Answer with the exact lines of the following material from the one containing "Reviewer note: check that every instance of the window shutter" through the one containing "Reviewer note: check that every instance of the white", both end lines included.
##### Input material
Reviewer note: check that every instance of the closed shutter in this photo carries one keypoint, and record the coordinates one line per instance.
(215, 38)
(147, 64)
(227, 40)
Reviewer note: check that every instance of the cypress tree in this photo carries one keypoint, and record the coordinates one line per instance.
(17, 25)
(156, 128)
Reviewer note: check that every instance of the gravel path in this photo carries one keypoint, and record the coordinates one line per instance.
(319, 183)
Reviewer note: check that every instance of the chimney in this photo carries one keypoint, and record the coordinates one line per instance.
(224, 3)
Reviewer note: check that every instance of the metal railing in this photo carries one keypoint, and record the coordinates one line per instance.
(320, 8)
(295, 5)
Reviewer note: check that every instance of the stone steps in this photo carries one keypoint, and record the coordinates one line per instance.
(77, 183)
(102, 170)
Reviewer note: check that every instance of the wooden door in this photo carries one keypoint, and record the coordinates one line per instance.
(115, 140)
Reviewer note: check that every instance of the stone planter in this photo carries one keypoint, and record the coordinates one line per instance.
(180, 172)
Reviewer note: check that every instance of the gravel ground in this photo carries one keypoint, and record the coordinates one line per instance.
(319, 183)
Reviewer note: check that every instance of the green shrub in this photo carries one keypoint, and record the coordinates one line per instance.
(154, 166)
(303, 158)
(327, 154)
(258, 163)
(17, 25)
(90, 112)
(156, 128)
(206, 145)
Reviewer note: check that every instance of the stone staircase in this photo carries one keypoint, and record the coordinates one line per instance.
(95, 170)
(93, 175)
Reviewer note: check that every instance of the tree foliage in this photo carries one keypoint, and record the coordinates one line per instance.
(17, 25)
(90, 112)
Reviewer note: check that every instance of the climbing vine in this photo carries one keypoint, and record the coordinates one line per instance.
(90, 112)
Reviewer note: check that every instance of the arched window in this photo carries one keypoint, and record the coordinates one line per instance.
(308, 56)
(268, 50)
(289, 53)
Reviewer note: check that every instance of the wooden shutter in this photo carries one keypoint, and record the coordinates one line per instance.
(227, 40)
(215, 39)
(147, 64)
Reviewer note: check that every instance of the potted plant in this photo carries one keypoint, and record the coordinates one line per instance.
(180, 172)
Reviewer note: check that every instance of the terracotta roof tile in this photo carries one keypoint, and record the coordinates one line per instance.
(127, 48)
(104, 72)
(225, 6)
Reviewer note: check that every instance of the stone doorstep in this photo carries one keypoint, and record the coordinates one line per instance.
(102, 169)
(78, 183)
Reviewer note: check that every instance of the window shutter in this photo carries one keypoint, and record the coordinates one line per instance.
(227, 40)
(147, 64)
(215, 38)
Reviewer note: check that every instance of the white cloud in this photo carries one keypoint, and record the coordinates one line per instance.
##########
##### Input material
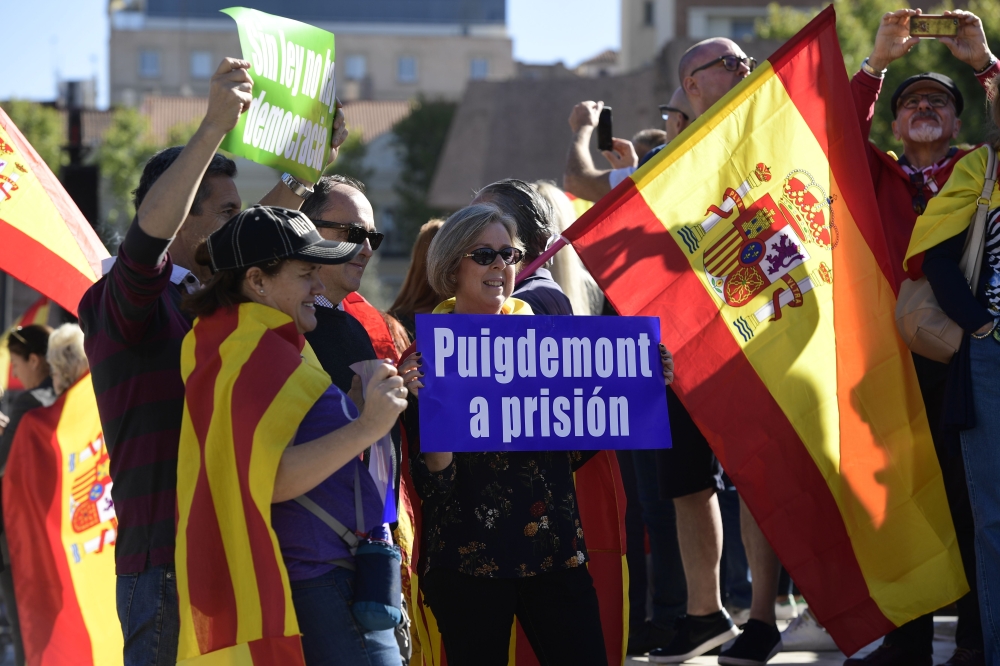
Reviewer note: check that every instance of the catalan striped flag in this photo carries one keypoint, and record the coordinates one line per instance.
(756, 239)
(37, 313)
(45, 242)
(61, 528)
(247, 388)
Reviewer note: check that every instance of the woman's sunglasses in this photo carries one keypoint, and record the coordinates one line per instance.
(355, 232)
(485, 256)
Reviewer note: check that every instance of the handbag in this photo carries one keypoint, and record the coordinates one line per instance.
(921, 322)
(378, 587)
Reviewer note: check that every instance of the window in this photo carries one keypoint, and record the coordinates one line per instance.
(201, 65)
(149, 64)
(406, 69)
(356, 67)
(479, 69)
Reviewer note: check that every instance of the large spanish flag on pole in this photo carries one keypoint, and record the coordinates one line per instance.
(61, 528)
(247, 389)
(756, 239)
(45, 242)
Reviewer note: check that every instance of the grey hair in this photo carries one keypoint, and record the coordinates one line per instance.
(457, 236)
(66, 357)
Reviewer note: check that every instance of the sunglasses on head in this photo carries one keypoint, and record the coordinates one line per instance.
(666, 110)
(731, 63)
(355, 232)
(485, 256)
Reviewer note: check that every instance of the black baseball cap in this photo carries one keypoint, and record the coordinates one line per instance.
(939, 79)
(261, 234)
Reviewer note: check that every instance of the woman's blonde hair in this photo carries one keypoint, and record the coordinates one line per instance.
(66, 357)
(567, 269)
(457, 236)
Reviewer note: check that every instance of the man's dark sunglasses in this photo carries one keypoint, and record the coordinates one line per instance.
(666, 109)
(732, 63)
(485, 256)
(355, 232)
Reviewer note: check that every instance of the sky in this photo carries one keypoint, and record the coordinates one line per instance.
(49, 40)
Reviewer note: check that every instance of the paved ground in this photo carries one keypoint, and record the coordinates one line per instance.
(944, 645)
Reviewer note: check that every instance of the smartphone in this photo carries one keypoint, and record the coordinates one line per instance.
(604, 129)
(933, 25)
##########
##### Input material
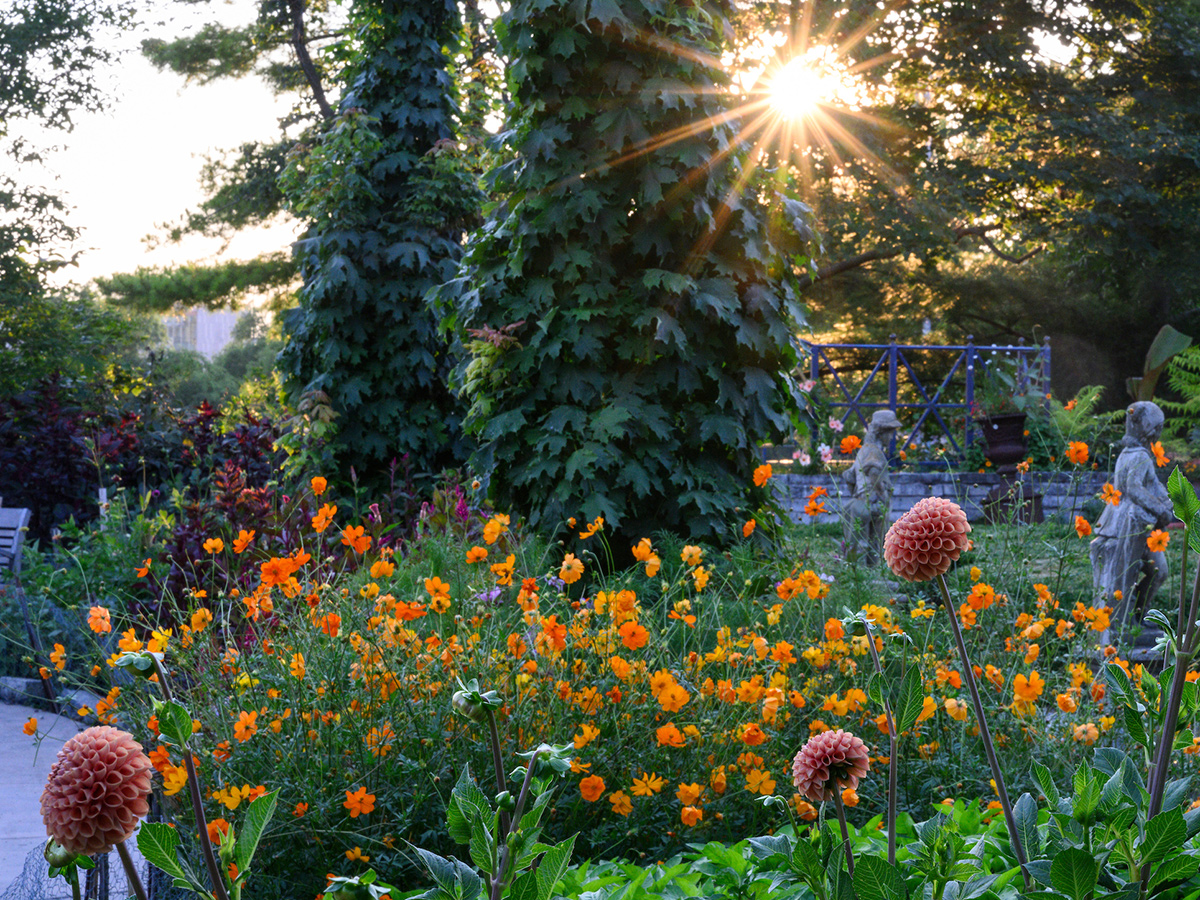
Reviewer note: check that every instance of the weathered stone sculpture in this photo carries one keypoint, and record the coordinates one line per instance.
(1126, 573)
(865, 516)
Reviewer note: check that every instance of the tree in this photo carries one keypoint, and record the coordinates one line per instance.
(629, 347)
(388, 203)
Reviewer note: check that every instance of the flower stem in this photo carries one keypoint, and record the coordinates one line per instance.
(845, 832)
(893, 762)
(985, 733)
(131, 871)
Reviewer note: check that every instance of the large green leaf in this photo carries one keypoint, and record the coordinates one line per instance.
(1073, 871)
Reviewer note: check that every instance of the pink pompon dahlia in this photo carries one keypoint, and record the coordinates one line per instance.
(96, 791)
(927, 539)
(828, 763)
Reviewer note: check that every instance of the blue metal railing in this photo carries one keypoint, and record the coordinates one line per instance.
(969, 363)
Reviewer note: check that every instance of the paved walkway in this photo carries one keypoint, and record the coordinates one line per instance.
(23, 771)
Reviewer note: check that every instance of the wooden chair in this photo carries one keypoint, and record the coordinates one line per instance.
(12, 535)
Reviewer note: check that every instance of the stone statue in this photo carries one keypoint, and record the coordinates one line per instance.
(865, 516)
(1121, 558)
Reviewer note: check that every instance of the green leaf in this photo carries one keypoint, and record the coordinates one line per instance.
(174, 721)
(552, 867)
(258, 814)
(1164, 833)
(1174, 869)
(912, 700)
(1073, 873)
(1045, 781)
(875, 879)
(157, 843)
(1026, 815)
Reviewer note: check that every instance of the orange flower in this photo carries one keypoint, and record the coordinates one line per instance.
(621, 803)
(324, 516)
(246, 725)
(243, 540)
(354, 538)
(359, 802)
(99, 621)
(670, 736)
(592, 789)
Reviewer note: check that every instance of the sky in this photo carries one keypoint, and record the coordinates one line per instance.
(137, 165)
##########
- _Problem solution_
Reviewer note: check that every instance of the window shutter in this photo carries one keypoint, and record the coordinates one line per instance.
(227, 40)
(147, 64)
(215, 38)
Reviewer note: check that every instance of the white cloud in this photo carries one keypoint, and record the coordinates one line per instance.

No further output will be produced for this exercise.